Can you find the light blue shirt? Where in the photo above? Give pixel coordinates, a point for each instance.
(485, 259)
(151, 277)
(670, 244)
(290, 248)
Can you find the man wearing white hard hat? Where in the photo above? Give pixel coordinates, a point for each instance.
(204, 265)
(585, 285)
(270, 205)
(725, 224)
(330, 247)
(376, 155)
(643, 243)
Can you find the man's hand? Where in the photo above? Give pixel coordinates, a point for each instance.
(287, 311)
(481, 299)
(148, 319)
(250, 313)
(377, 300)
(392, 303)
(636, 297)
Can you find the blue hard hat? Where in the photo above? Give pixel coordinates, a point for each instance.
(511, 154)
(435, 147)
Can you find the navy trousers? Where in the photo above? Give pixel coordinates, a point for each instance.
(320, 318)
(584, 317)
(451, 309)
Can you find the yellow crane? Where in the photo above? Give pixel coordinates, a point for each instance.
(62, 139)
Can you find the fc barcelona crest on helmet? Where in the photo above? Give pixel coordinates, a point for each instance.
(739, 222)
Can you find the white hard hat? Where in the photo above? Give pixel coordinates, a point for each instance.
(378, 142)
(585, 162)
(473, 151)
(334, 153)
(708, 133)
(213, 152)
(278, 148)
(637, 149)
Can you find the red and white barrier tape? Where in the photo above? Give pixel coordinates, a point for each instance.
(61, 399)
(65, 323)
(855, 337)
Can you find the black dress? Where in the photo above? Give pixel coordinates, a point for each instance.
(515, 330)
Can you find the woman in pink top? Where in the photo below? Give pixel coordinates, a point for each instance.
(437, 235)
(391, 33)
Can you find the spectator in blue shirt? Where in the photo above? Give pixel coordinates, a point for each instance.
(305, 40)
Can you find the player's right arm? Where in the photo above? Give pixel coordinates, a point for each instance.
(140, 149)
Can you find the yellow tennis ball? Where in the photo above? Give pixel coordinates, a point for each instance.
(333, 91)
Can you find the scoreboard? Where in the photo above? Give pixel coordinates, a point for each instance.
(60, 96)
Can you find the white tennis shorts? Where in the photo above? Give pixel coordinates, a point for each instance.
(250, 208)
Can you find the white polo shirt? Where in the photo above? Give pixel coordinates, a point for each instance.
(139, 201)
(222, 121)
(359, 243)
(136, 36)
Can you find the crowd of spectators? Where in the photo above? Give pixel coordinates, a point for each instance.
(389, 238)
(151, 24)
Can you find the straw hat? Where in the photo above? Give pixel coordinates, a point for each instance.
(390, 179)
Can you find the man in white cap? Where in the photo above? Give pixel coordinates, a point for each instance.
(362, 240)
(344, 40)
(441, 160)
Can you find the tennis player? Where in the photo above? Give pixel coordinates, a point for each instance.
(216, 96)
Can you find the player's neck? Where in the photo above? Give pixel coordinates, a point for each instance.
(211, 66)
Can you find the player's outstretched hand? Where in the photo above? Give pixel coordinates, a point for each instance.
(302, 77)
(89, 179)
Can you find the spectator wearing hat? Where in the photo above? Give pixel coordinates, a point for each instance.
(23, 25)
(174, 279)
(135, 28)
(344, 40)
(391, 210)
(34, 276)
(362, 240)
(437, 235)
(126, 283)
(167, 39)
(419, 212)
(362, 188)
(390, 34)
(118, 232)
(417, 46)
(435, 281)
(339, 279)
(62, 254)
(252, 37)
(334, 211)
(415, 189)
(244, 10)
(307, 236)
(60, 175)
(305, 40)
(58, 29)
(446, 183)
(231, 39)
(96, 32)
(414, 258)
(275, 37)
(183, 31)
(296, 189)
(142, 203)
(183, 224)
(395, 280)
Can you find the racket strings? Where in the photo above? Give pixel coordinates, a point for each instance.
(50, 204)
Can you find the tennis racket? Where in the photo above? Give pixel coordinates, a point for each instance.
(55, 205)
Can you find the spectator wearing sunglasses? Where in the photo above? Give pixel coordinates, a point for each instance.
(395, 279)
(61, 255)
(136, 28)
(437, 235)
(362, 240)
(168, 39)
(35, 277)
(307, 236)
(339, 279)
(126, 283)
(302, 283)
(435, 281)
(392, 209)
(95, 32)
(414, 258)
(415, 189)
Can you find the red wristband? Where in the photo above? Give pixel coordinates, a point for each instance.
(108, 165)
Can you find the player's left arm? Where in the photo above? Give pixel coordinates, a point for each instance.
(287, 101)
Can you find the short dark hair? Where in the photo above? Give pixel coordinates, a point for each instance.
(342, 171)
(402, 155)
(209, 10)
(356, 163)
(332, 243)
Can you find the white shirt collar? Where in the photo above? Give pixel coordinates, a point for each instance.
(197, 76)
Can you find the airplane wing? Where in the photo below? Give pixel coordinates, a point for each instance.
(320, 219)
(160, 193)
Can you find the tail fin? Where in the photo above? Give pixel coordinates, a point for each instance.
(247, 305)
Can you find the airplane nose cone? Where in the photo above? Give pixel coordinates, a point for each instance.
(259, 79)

====

_Your objective_.
Using the data above, repeat every line exactly.

_Reply_.
Can you find the light blue shirt? Where in the photo above? Give pixel coordinates, a point for each instance.
(485, 259)
(151, 277)
(670, 244)
(290, 248)
Can you find the man wearing white hard hat? Where in the photo above? Give pixel coordinates, a point for each instance.
(204, 265)
(585, 285)
(270, 205)
(725, 224)
(330, 247)
(376, 155)
(643, 243)
Can you find the man's hand? Where in the photo above? Give pixel coordinates, a point for each instance.
(287, 311)
(481, 299)
(148, 319)
(250, 313)
(377, 300)
(392, 303)
(636, 297)
Can you find the blue hard hat? Where in the photo above? Give pixel coordinates, a point for each instance.
(511, 154)
(435, 147)
Can you find the navy trousers? Where in the photo above? Give pixel coordinates, a point for each instance.
(320, 318)
(584, 317)
(451, 309)
Can you find the yellow crane? Where in the photo above? Give pixel coordinates, a point for each instance.
(62, 139)
Can you find the fc barcelona crest on helmet? Where in the photo above? Give pixel coordinates, a point for each instance.
(739, 222)
Can you find the white hard hat? Where in the photo above? Give pixel coordinates, a point for each instance.
(378, 142)
(585, 162)
(473, 151)
(334, 153)
(708, 133)
(213, 152)
(278, 148)
(637, 149)
Can you find the red and white barrier tape? Where in the photo above? Give pixel coordinates, a point for each instance.
(61, 399)
(65, 323)
(855, 337)
Can you find the black dress? Where in the photo above? Give pixel coordinates, a point for each instance.
(515, 330)
Can you find the woman in pink top? Where in the photo below? Give pixel coordinates, a point for each instance.
(437, 235)
(391, 33)
Can you find the spectator in blue shirt? Where in the photo above? Give pixel coordinates, a point for each instance.
(305, 40)
Can you find the player's right arm? Where in the photo above? Give pixel coordinates, a point for each instance.
(140, 149)
Can you find the yellow tennis ball? Where in the photo above? Give pixel coordinates, a point for each instance.
(333, 91)
Can you find the scoreboard? Where in the photo above? Give pixel coordinates, a point for each instance.
(60, 96)
Can you find the white tennis shorts? Where in the photo above? Give pixel coordinates, a point for each instance.
(250, 208)
Can you find the white polo shirt? Where in the photo above? Give pixel coordinates, a point for each instance.
(139, 201)
(222, 121)
(359, 243)
(136, 36)
Can you find the crowd of spectators? Where in the photo above? Give pixel coordinates, a point for each instance.
(389, 238)
(151, 24)
Can you find the straw hat? Where in the photo above? Give pixel coordinates, a point for each instance.
(390, 179)
Can you find the man in white cap? Where in the photo above? Give pixel coordinates, a point for each instance.
(362, 240)
(344, 40)
(441, 160)
Can you find the tennis player? Where in the photo above? Give pixel coordinates, a point for each instance.
(216, 96)
Can you find the player's neck? Where in the photo above? Give pixel coordinates, a point for each instance.
(211, 66)
Can you find the player's outstretched hand? Where in the photo above? Give pixel coordinates, a point for each instance.
(302, 77)
(89, 179)
Can you find the spectator wearing hat? Where in the photo above? Give pixel coordinates, a point for each instance.
(23, 25)
(174, 279)
(135, 28)
(344, 40)
(391, 210)
(34, 276)
(362, 240)
(437, 235)
(126, 283)
(167, 39)
(419, 212)
(362, 188)
(390, 34)
(118, 232)
(417, 46)
(435, 281)
(339, 279)
(62, 254)
(252, 37)
(334, 211)
(415, 189)
(244, 10)
(307, 236)
(60, 175)
(305, 40)
(58, 29)
(446, 183)
(231, 39)
(96, 32)
(414, 258)
(275, 37)
(183, 31)
(296, 189)
(142, 203)
(183, 224)
(395, 280)
Can you find the racket strings? Where in the photo above? Give pixel coordinates, a point for each instance.
(50, 204)
Can you find the tennis racket? Where in the photo above? Give pixel coordinates, a point for each instance.
(55, 205)
Can you find the spectator wearing sunglasses? Where in the photo above? Give pixel coordinates, a point for each instance.
(395, 279)
(61, 255)
(136, 28)
(437, 235)
(362, 240)
(168, 39)
(35, 277)
(307, 236)
(339, 279)
(126, 283)
(302, 283)
(435, 281)
(392, 209)
(95, 32)
(414, 258)
(415, 189)
Can you find the red wristband? Where in the photo above? Give pixel coordinates, a point for each instance.
(108, 165)
Can you find the player's left arm? Where in the photo above? Give pixel coordinates, a point for each instance.
(287, 101)
Can you find the short dark hair? Where in the photo above? Give pixel coordinates, a point for each instance.
(342, 171)
(402, 155)
(209, 10)
(356, 163)
(332, 243)
Can you find the white shirt collar? Where in the photo above? Give pixel coordinates, a point for each instance.
(197, 76)
Can you find the airplane wing? Where in the photo below? Give pixel coordinates, a point for each instance.
(320, 219)
(160, 193)
Can you find the tail fin? Where in the photo above? Give pixel coordinates, a point for each instance.
(247, 305)
Can you find the airplane nose cone? Where in the photo above? Give pixel coordinates, a point for each instance.
(259, 79)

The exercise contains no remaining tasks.